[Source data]
=-=-=
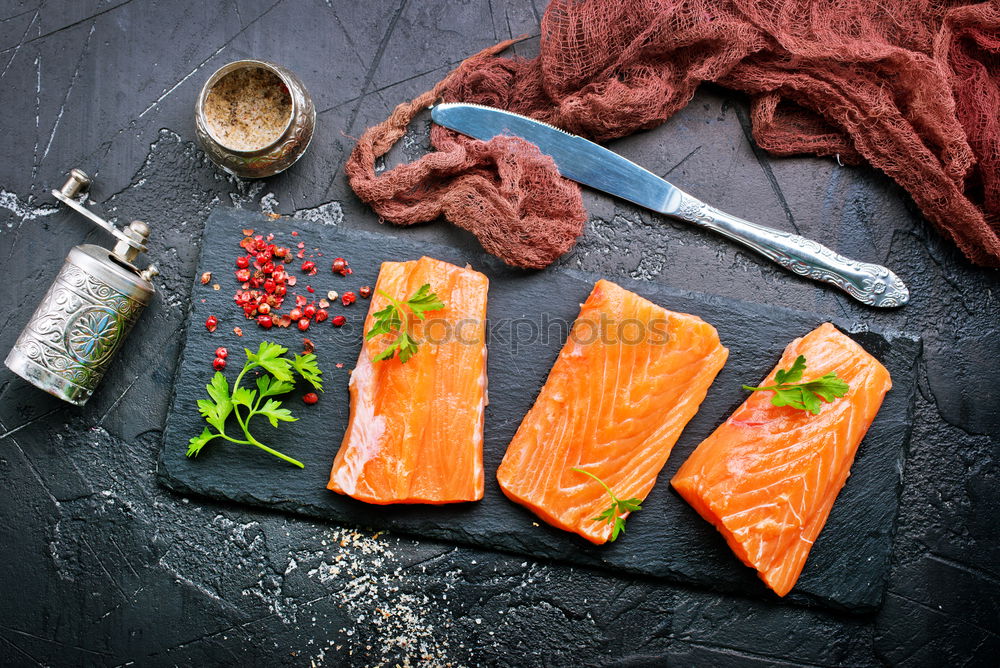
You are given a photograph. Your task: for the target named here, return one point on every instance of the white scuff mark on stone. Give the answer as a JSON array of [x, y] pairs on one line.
[[38, 106], [23, 211], [168, 91], [330, 213], [72, 82], [269, 203], [247, 192]]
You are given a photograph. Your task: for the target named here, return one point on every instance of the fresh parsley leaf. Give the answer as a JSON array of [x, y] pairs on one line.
[[244, 397], [390, 320], [805, 396], [224, 401], [613, 514], [424, 300], [273, 412], [268, 387], [306, 367]]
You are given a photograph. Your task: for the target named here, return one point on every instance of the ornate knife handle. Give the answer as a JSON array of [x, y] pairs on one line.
[[870, 284]]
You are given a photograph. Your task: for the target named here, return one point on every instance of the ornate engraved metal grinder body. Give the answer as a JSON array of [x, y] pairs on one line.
[[88, 311]]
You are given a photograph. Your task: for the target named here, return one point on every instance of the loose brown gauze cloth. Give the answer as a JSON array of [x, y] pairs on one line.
[[911, 86]]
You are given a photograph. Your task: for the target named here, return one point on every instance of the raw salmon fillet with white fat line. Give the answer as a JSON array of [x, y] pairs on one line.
[[768, 476], [415, 433], [614, 405]]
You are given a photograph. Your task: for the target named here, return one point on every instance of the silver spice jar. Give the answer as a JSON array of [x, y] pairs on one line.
[[87, 312], [274, 157]]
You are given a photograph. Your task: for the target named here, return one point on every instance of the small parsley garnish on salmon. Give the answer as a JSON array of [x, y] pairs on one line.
[[613, 514], [807, 396], [390, 320]]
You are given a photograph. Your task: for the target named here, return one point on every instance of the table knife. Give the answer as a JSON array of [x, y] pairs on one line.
[[593, 165]]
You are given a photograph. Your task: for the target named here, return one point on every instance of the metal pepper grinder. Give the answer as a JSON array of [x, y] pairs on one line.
[[88, 311]]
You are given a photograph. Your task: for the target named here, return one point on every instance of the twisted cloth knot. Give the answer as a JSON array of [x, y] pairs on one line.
[[911, 87]]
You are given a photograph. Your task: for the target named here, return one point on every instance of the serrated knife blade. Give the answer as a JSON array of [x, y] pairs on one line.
[[588, 163]]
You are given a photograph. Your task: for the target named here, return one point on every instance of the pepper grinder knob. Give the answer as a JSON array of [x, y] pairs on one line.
[[136, 234], [149, 272], [77, 183]]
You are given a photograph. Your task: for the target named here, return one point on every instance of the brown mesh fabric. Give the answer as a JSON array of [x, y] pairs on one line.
[[911, 86]]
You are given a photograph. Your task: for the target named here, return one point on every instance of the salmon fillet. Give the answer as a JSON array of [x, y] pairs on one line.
[[768, 476], [629, 378], [415, 433]]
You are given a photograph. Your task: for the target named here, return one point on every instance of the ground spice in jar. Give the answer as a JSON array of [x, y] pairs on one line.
[[248, 108]]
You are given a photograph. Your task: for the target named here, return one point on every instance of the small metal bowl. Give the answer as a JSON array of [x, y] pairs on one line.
[[275, 157]]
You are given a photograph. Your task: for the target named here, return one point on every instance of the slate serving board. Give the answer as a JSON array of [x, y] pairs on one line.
[[667, 539]]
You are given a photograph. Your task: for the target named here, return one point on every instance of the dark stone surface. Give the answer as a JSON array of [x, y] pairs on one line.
[[529, 316], [102, 566]]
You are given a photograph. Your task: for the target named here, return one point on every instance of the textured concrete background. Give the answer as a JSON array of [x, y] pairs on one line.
[[100, 566]]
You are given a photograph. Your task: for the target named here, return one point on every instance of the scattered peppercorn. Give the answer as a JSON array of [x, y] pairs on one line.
[[339, 266]]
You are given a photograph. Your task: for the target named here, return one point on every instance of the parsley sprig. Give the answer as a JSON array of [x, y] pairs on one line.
[[244, 403], [613, 514], [807, 396], [391, 319]]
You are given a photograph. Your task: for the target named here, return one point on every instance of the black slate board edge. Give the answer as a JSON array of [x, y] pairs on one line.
[[861, 603]]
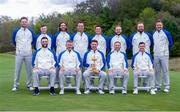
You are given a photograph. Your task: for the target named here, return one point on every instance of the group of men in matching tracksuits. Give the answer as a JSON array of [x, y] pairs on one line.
[[79, 52]]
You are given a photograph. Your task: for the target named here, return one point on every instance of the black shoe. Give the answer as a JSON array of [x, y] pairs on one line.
[[36, 91], [52, 91]]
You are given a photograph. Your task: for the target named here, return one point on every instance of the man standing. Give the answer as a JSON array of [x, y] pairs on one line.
[[95, 62], [81, 40], [140, 36], [120, 38], [60, 45], [37, 42], [117, 66], [162, 43], [102, 40], [22, 39], [44, 64], [70, 64], [142, 65], [61, 37]]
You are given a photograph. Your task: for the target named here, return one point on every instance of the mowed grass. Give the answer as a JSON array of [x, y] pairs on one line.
[[23, 100]]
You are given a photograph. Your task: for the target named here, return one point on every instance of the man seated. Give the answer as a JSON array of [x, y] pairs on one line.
[[44, 64], [95, 62], [142, 65], [117, 66], [70, 64]]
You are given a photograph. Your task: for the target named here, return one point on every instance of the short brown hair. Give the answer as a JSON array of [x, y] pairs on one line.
[[62, 23]]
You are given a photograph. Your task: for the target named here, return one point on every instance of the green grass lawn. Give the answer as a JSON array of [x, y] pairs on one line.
[[24, 100]]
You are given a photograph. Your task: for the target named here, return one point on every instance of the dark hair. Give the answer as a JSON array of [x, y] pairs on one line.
[[62, 23], [159, 21], [80, 22], [141, 43], [44, 38], [117, 42], [94, 41], [23, 18], [69, 41], [43, 25], [140, 22]]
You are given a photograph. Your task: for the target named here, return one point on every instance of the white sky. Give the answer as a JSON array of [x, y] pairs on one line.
[[34, 8]]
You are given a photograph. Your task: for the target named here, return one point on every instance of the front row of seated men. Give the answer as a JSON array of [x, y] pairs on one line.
[[69, 61]]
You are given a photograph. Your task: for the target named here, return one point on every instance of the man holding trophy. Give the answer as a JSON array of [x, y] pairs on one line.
[[117, 66], [94, 60], [142, 65], [70, 64]]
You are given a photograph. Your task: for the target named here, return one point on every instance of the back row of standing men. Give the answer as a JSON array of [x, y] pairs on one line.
[[161, 39]]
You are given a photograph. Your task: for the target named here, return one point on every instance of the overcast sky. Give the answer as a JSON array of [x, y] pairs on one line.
[[33, 8]]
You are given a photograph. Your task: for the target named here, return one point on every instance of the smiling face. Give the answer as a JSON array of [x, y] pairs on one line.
[[140, 27], [44, 43], [69, 45], [80, 27], [118, 30], [159, 26], [98, 30], [43, 29], [142, 47], [117, 46], [94, 46], [63, 26]]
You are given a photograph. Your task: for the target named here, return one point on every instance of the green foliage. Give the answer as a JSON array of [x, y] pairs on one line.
[[109, 13]]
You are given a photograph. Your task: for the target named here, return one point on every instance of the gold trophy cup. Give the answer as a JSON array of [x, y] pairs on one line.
[[93, 66]]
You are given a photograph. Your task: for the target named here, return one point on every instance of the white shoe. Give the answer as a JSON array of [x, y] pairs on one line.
[[69, 85], [157, 89], [87, 92], [100, 92], [152, 92], [61, 92], [31, 88], [105, 88], [135, 91], [112, 92], [14, 89], [166, 90], [78, 92], [124, 92], [56, 86]]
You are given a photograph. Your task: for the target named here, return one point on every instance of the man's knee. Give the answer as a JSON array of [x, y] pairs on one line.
[[102, 74]]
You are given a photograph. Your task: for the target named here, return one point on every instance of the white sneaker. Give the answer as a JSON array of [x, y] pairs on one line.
[[87, 92], [78, 92], [166, 90], [31, 88], [100, 92], [69, 85], [157, 89], [124, 92], [56, 86], [112, 92], [14, 89], [61, 92], [152, 92], [135, 91]]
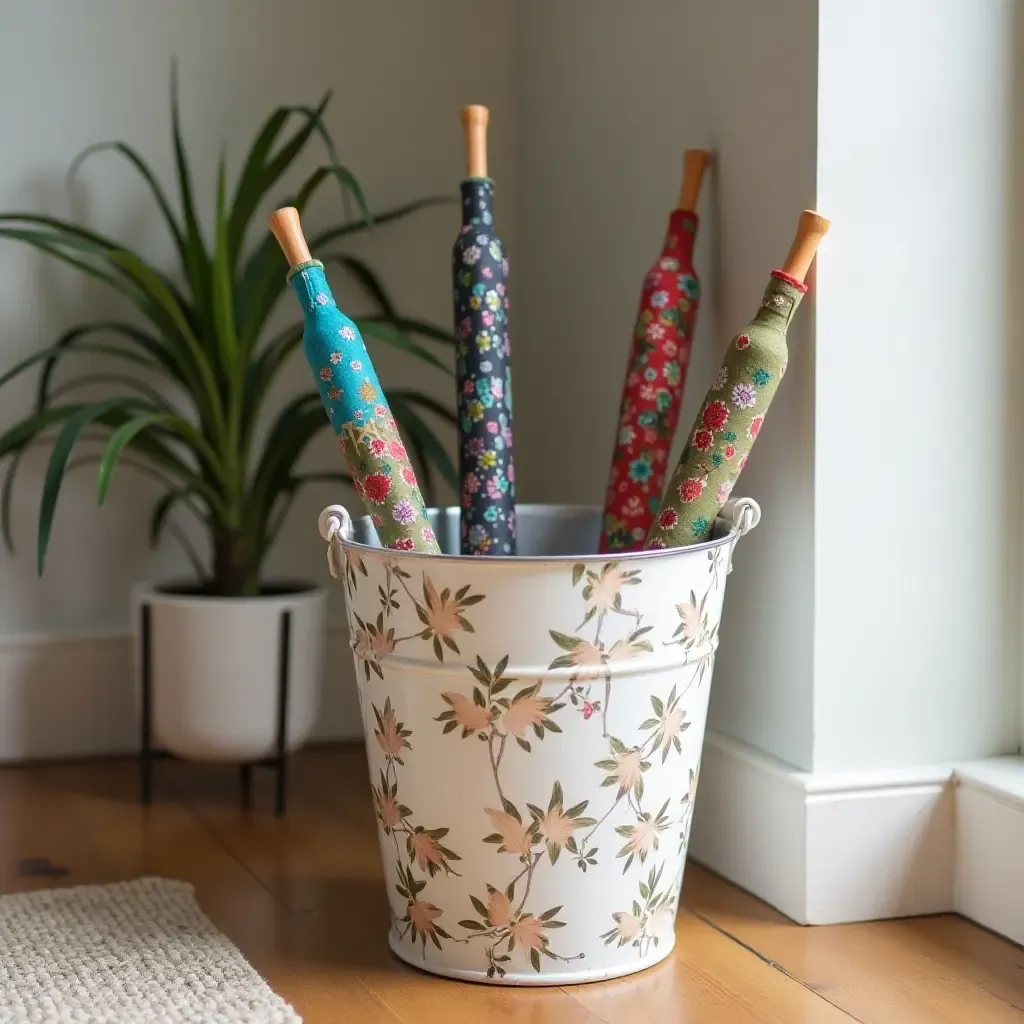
=-=-=
> WRITTEN REQUEST: Extract all of the source data lines above word for word, leaving out the pictures.

> EXPECTED ANSWER:
You are given a photograph. Your task: for the target named here, return one point on every instance of the white scuff mark on stone. Give the answer as a JSON array of [x, y] pairs on one line.
[[38, 106], [23, 211], [168, 91], [330, 213], [72, 82], [269, 203], [247, 192]]
You are given a photograph. Your task: for the target named here, return one point on every instance of the fresh parsley leaf. Give the answer as a JSON array of [x, y] pairs on one line.
[[244, 397], [390, 320], [805, 396], [224, 401], [613, 514], [424, 300], [273, 412], [268, 387], [306, 367]]
You are given a photograph. Your task: for the target named here, return one point on every instance of the ornate knife handle. Give the answer as a JSON array of [x, y] pairs on one line.
[[870, 284]]
You are given a photograph. Your task: for the target named here, return one point on every instance of the ornate engraved metal grinder body. Give the answer as a JSON array of [x, y] pairs on one line.
[[88, 311]]
You are given a photograph. Your task: for the target named here, return one point on every instance of the loose brown gauze cloth. Give the answer as a JSON array of [x, y] pairs on one line.
[[911, 86]]
You are given a photograph. Your task: for the target named here, return one point on every instance of the raw salmon fillet with white fat line. Give the answer as a JSON array of [x, y] pairs on one line.
[[768, 476], [415, 433], [614, 405]]
You are given a photograph. Your task: for the target named here, return one point on every instance of the silver spice jar. Give the answer as a JSON array of [x, y] pairs on one line.
[[87, 312], [274, 157]]
You are given a photograph. Your task: for the target named here, return one point on every instance of the small parsley garnish on salmon. Give the answer as a JSON array of [x, y] pairs on one line.
[[613, 514], [807, 396], [390, 320]]
You are given a photograph. Your task: for the target named here, return one point on every instance of the table knife. Give the answer as a JSON array of [x, y] pairs on one line.
[[593, 165]]
You are given a photograph. Your task: for the target named here, return one point on every instance of the metal pepper grinder. Give the answer as a JSON array of [x, y] pairs on one line.
[[88, 311]]
You are given a photograph. Your task: for the target named here, return one point on every instance of the twisted cloth knot. Give the answer as a JSON array of [x, y] pairs on one line.
[[911, 87]]
You are given a photograph. Your task: for the target named here, return one point on every instance of the serrated knife blade. Give the answer as a JSON array of [x, y] pairs on one line.
[[588, 163]]
You are given a photograph. Your task: for the target named here, return one point on every instance of the pepper grinder knob. Give the answer as a JSON array of [x, y] pairs on one line.
[[136, 234], [149, 272], [77, 183]]
You are given a photograph. Your task: for the target named here, return one point on every instance of the brown mesh fabric. Give the answer as a JSON array of [x, y] pairs on one line.
[[911, 86]]
You are given a photograph. Your task: for the target named here, return one point on every instance of the salmon fillet. Give the answer as a JSON array of [x, y] pairs on one line.
[[768, 476], [629, 378], [415, 433]]
You are given a photograph. Your task: for the target named here, return one point on every instance of the ground spice in jar. Give the answer as a JSON array of [x, y] pairs on one line.
[[248, 108]]
You are given a photograph. Your task: for the target named here, return one point on every instance of the small metal bowl. Give the answer as a JSON array of [x, y] pairs on one line.
[[275, 157]]
You are given a photograph. Your task: for the target named here, return one point on every instance of the slate serving board. Give the answer as a JSON array of [x, y] pairs on one line.
[[667, 539]]
You are given a photograph. Your task: for the target named here, return one point on every instance of the dark stone surface. Give the answer as a JSON array of [x, y] pairs on one line.
[[529, 316], [102, 566]]
You are given a photograph. Your task: for the target named here, return one point on every instance of the textured concrete background. Give the answer as a JSON array of [x, y] pairs on one line.
[[100, 566]]
You are given a photograph. Your task: for the target named here, return one point on every instance of the scattered peppercorn. Give the answer as a JSON array of [x, y] pairs on one line.
[[339, 266]]
You are given a photograph. Your task: for the target named here, return one point on every instance of the parsley sprig. Give the answer as a JSON array of [x, y] pairs on one line.
[[244, 403], [613, 514], [807, 396], [391, 319]]
You are given a photograph. Your task: for the target named here, return one point on every instance of the black slate board edge. Give the answer as a JSON array of [x, y] pairs on one line.
[[861, 603]]
You are given a photograph. Your task: for the target named here, return one point on every instance of the group of men in matching tracksuits. Give the answer as a JSON array of [x, y] pairs on one line.
[[79, 52]]
You are given a photograph. Your task: for the target named here, return one point on every instance of the black shoe. Give the answer as a JSON array of [x, y] pairs on one line.
[[36, 91], [52, 91]]
You are given a photograph. Your task: for the target named here, return one point on every instance of the man standing. Give the answer as a JSON array of [x, y] pairs on one line.
[[95, 62], [81, 40], [140, 36], [120, 38], [60, 45], [37, 42], [117, 66], [162, 43], [102, 40], [22, 39], [44, 64], [70, 64], [142, 65], [61, 37]]
You are given a photograph. Your task: for the target named here, return one point on every instance of the mowed grass. Give the answer as a JSON array of [x, y] pairs on one line.
[[23, 100]]
You are given a photograph. Your task: for the target named here, return one point on every instance of the man seated. Give the answer as a JSON array of [x, y] pairs on one line.
[[44, 64], [95, 62], [142, 65], [117, 66], [70, 64]]
You are given a photograph. Your task: for the target named here, return one point on every instance of the short brown hair. Give the answer as a JSON array of [x, y] pairs on one line.
[[62, 23]]
You are given a photograph. Your task: for the target named here, return one point on every instance of the green grass lawn. Give the answer as a JSON array of [x, y] pairs on one line.
[[24, 100]]
You are given a photograph. Your task: for the target named here, return one point on every instance of the dark hair. Give the answer as a JSON array of [x, y] pairs on one line.
[[62, 23], [159, 21], [80, 22], [141, 43], [44, 38], [117, 42], [94, 41], [23, 18], [69, 41], [43, 25], [140, 22]]
You are given a photograph. Your task: for the target named here, return one point on every instance of the white sky. Give the answer as a JSON array of [x, y] pairs on one line.
[[34, 8]]
You are given a photograph. Your task: for the target named here, return one point on every instance of the front row of seated men. Give the answer as a JSON array of [x, y] pairs on one line.
[[69, 61]]
You are given a photograph. Your task: for the target named here, return one point on every instance of the man holding trophy. Give the answer as a JSON array of [x, y] pairs on one line.
[[117, 66], [94, 60], [142, 65], [70, 64]]
You are given a photograph. Your task: for the target named here, return one point on every instance of the back row of standing men. Give the answer as a JSON array of [x, y] pairs on one line.
[[161, 39]]
You are given a photograph. Your task: for the target named here, return one point on every instance of the overcast sky. Give the answer as a JSON array of [x, y] pairs on one line.
[[33, 8]]
You are given a photograph. Your task: for the target named here, return one point on every instance of the smiling face. Give the answer as a JSON array of [x, y] pairs on one line.
[[140, 27], [44, 43], [69, 45], [80, 27], [118, 30], [159, 26], [98, 30], [43, 29], [142, 47], [117, 46], [94, 46], [63, 26]]
You are given a photograph. Your task: for the target named here, return one point on every instance of the green foliage. Give the answer as a JSON array of [x, y] pairs on one line.
[[109, 13]]
You are given a photograph. Your task: for the target named here, return one point on every instance of the gold trophy cup. Give the answer as a JSON array of [x, y] pairs on one line.
[[93, 66]]
You are given a photograph. Your task: for the target named here, return one point on every instance of the white shoe. Give the answer as a JSON array of [x, y] pairs on one line.
[[69, 85], [157, 89], [87, 92], [100, 92], [152, 92], [61, 92], [31, 88], [105, 88], [135, 91], [112, 92], [14, 89], [166, 90], [78, 92], [124, 92], [56, 86]]
You are given a photograph. Your task: for the target named here, return one point on every instance of the man's knee. Give the answer as a JSON array of [x, y] pairs on one line.
[[102, 74]]
You are given a photograph. Your task: for the target named here, return one point on every instance of the white sneaker. Give the answer as a JSON array of [x, y] pairs on one line.
[[87, 92], [78, 92], [166, 90], [31, 88], [100, 92], [69, 85], [157, 89], [124, 92], [56, 86], [112, 92], [14, 89], [61, 92], [152, 92], [135, 91]]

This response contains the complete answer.